■ **Exercise directions**
Repeat exactly the lines that run from the one containing "of the window." to the end of the data, and leave out all others.

■ **Source records**
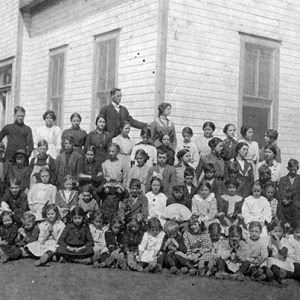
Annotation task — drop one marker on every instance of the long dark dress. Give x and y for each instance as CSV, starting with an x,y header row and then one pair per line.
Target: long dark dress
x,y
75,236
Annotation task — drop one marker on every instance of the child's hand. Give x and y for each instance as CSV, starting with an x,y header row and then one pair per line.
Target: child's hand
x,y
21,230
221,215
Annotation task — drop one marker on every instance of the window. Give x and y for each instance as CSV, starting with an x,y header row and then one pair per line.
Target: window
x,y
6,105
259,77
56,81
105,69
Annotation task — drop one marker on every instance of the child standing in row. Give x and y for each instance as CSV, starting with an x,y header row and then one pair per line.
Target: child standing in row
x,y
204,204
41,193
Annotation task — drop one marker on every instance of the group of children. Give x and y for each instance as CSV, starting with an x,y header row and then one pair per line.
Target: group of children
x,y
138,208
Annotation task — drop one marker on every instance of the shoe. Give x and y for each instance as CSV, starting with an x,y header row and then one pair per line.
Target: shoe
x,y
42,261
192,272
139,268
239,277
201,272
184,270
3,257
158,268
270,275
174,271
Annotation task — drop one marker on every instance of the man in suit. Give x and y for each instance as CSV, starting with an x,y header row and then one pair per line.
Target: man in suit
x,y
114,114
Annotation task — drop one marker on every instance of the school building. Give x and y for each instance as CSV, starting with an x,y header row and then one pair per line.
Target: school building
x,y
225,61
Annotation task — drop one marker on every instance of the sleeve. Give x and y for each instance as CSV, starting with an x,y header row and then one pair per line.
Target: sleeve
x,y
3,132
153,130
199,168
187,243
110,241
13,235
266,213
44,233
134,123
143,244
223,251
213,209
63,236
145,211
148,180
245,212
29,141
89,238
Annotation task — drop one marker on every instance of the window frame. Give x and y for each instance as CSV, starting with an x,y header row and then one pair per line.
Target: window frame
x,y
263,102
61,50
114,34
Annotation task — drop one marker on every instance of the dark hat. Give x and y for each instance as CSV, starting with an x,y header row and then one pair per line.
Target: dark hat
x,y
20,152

■ **Solution below**
Annotation task — drop one marker on every instance of the window. Give x and y for each instance as CSV, starting with an x,y header row and then one pair per line.
Target: window
x,y
6,105
259,77
56,81
105,69
Annotation task — drop one marker on every instance of the child standing in row. Give x and y for each instance as CSV, starting with an x,y header row and then one pair per line.
Target: child standing in row
x,y
204,204
41,193
Annotation task — drop one marker on every instance of the group of children. Give x and y for each instance as CSV, starting with an x,y header row and then one pair per line.
Target: group of children
x,y
138,208
Annotation task — drop one marker on every instance of the shoe. Give x and y for each instance as CSV, starting with an x,y header row and then one pair per line.
Target: shoe
x,y
42,261
192,272
139,268
239,277
201,272
184,270
3,257
158,268
270,275
174,271
Annotation task — drop one marker on every instance of the man in suit. Give x and y for each instance as CSV, starting with an x,y header row and then one pair per line.
Target: man in suit
x,y
114,114
Annotation task — drop one marker on every instance of the school building. Give x and y for each instance as CSV, starting with an x,y header row and then one pair per line.
Target: school building
x,y
225,61
Annotation task — drop one marker on every instance of the sleeve. Give x and y for each instance as CSV, starting with an x,y header row and then one pair per line.
Target: sleeve
x,y
3,132
153,130
199,168
187,243
110,241
13,235
266,213
44,233
134,123
143,244
223,251
213,209
63,236
145,211
148,180
245,212
29,141
89,238
Annotation task — drop one marker on every instance of the window frame. Give x and y for each instance as CSV, starting with an x,y header row and then one pair per line.
Target: window frame
x,y
263,102
61,50
114,34
Annotation task — drop one marker on every instance of the dark hat. Give x and y for each instance as CSV, starting with an x,y header row and then one pair per line.
Target: dark hat
x,y
20,152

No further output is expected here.